START Excerpt provided

Rajasthan BoardEnglish MediumSTD 12 ScienceMATHSThree Dimensional Geometry3 Marks
Question
Find the angle between two lines, one of which has direction ratios 2, 2, 1 while the other one is obtained by joining the points (3, 1, 4) and (7, 2, 12).

Answer

The direction ratios of the line joining the points (3, 1, 4) and (7, 2, 12) are proportional to 4, 1, 8.
Let $\vec{\text{m}}_1$ and $\vec{\text{m}}_2$ be vectors parallel to the lines having direction ratios proportional to 2, 2, 1 and 4, 1, 8.

END Excerpt provided

■ What is asked:
[1] In the geometry problem, to what numbers are the direction ratios of the line through (3, 1, 4) and (7, 2, 12) proportional?
[2] Retype the part of the geometry problem starting at "The direction ratios" and ending at "and 4, 1, 8.".

START Data shown

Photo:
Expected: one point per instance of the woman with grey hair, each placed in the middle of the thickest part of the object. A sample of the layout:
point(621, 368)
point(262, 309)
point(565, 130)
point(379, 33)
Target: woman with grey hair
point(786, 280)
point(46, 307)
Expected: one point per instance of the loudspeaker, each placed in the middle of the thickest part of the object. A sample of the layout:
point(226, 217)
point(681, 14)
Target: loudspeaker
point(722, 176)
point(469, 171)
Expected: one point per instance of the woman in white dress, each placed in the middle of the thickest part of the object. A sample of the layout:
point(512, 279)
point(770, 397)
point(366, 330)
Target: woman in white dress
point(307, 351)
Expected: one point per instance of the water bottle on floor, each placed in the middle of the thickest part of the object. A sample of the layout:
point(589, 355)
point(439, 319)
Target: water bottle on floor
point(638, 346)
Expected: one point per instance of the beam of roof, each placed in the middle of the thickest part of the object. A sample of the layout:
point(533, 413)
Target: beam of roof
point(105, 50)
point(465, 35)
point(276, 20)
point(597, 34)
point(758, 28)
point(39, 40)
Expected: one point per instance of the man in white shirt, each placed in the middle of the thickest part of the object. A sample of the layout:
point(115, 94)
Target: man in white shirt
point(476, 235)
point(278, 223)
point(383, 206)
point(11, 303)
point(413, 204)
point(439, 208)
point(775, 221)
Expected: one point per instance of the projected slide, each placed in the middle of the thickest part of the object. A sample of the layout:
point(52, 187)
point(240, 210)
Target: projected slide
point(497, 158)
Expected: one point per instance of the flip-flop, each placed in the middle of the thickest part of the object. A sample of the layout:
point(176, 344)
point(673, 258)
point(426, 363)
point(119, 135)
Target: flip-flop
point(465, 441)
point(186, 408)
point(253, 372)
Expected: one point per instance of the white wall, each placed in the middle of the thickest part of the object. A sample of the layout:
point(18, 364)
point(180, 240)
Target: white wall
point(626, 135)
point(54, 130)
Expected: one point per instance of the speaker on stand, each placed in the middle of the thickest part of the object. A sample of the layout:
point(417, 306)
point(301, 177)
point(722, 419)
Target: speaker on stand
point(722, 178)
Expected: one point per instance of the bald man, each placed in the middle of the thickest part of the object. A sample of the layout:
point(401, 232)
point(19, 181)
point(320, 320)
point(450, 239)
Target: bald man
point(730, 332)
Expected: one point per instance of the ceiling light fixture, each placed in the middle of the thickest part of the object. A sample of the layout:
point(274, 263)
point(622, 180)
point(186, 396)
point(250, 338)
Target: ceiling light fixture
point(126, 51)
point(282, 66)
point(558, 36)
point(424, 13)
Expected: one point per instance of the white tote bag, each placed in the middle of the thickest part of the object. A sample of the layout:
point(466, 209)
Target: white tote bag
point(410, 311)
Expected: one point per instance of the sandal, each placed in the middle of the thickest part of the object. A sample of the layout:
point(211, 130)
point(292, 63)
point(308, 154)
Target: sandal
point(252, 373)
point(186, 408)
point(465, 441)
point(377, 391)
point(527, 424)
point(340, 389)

END Data shown

■ Answers below:
[1] 4, 1, 8

[2]
The direction ratios of the line joining the points (3, 1, 4) and (7, 2, 12) are proportional to 4, 1, 8.
Let $\vec{\text{m}}_1$ and $\vec{\text{m}}_2$ be vectors parallel to the lines having direction ratios proportional to 2, 2, 1 and 4, 1, 8.